## Job
Could you write out the records below exactly as they appear?

* Start Input *

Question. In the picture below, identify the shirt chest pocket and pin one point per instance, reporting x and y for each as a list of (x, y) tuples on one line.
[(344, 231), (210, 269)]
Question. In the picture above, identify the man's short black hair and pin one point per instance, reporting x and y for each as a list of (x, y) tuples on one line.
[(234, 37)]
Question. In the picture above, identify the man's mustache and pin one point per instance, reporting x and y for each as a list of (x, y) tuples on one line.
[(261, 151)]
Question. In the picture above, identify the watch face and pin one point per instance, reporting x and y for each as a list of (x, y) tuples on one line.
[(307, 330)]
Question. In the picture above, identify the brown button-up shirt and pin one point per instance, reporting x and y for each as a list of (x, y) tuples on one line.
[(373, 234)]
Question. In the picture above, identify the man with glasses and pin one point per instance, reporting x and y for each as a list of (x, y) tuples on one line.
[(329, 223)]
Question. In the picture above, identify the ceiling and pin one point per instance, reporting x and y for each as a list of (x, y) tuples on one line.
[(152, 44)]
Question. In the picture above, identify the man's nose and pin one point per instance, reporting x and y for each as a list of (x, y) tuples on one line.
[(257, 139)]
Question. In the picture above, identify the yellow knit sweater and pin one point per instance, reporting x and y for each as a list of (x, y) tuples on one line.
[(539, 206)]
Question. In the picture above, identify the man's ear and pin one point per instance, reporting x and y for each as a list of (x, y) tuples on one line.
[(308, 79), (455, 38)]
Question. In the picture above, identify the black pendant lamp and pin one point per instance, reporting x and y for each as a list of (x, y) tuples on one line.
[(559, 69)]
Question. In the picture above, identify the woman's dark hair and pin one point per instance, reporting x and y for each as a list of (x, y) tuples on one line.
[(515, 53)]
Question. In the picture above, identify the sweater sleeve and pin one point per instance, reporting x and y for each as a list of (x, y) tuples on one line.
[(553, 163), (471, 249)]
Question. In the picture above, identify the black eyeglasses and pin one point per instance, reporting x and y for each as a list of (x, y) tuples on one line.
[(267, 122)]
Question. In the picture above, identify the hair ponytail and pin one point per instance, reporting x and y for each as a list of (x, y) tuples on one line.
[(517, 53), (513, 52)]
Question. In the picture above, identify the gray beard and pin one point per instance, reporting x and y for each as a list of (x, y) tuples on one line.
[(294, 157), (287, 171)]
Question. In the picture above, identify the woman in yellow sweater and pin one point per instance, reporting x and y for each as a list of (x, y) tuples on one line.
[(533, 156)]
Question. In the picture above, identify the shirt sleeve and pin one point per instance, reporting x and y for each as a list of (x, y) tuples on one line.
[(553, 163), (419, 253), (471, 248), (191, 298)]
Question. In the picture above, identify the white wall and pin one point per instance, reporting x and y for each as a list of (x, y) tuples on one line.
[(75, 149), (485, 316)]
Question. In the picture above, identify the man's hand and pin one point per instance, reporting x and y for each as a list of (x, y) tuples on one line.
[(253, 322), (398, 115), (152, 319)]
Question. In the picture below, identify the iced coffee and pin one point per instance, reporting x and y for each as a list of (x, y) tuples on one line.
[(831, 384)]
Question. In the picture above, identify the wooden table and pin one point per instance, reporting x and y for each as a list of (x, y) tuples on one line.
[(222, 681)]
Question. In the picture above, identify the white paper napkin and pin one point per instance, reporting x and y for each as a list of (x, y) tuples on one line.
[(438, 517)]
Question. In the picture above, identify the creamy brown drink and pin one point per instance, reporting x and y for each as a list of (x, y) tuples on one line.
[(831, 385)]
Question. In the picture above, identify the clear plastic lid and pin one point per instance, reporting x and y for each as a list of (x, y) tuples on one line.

* End Input *

## Written response
Question. In the picture below, identify the shirt chest pocket and pin one point per instance, reporting x and y for each as a list of (x, y) tuples on one line.
[(344, 231), (210, 269)]
Question. In the picture above, identify the man's short black hair and pin one point per instance, reporting x and y for each as a list of (x, y) tuples on one line.
[(234, 37)]
Question. In the picture above, identify the man's mustache and pin one point per instance, reporting x and y for each as a list of (x, y) tuples on one line.
[(261, 151)]
Question. In the picture above, identify the watch face and pin one point per instance, reporting x and y for each as a list of (x, y) tuples on one line.
[(307, 330)]
Question. In the picture above, identify the brown button-up shirt and pin one point per instance, reporting x and y for each as a list of (x, y) tuples on one line.
[(373, 234)]
Question. In the picture above, identify the man with glasses and pin one point per instance, reporting x and y for each as a list of (x, y) tuples on one line.
[(329, 223)]
Question. In the picture above, identify the ceiling and pin one point per instance, reporting x and y for each as a list of (x, y) tuples on one line.
[(152, 44)]
Question. In the picture above, identify the man's nose and pin one point per instance, reporting x and y for each as a list of (x, y) tuples on one line.
[(257, 139)]
Question. In the picture above, identify the yellow knit sweater and pin one point per instance, reporting x and y for each as a list of (x, y) tuples on one line.
[(539, 206)]
Question. In the picture above, identify the man's ear and pin one point per instance, reporting x and y for each as a list of (x, y) tuples on one line.
[(308, 79), (455, 38)]
Question. In the picture above, identify the black pendant lamp and pin one point per instance, reporting x and y for each as a list of (x, y) tuples on one line.
[(559, 69)]
Question. In the picture above, identify the woman's dark hair and pin one point per instance, reporting x and y for each as a list of (x, y) tuples on one line.
[(515, 53)]
Question. In the picture above, identify the sweater sleeve and pin one point per instance, reporting x and y for each as a list of (x, y) tuples on one line.
[(553, 163), (471, 249)]
Question. In the picture above, identify the black eyeglasses and pin one point per instance, reporting x and y for each as a list of (x, y) tuples on one line.
[(267, 122)]
Question. In the picture above, identify the hair ponytail and pin one point per instance, reporting x and y for each as a list of (x, y) tuples on one line.
[(517, 53), (513, 52)]
Question. In the picture above, identify the gray beard and pin one point per instance, reporting x and y for each as a list of (x, y) tuples on one line.
[(294, 157), (287, 171)]
Question. In the picture above, identify the woman in yellow sweater and pin one point per instance, reporting x and y for each as a list of (x, y) tuples on one line.
[(533, 156)]
Question. In the picture above, identify the shirt sleeve and pin one point per instance, reporting x and y for each as a list of (x, y) tuples on one line.
[(553, 163), (419, 253), (471, 248), (191, 298)]
Question. In the picture above, identify the white wall and pin one point per instance, reporting x and y for each as a list of (x, y) tuples on one line.
[(75, 149), (485, 316)]
Question. In the picture above, identify the man's hand and pin one point per instance, reporting x and y for each as a list of (x, y) tuples on one line.
[(253, 322), (398, 115), (152, 319)]
Question. In the picture below, identify the iced coffee and pin one point per instance, reporting x and y for each as a list of (x, y) tuples on one line.
[(831, 384)]
Question. In the picture above, identify the wooden table and pin one point per instance, reporting x and y for each as a list of (x, y) tuples on one line.
[(222, 681)]
Question. In the picture above, identify the white paper napkin and pin one point per instance, reporting x and y for each as a list of (x, y) tuples on one line.
[(438, 517)]
Question. In the picture above, identify the creamy brown drink and pin one point per instance, reporting x and y for each as a list of (x, y) tuples on one line.
[(831, 385)]
Question. In the picture above, identify the clear plastic lid and pin one point per instance, reporting x and y for each as a list of (x, y) tuples on one line.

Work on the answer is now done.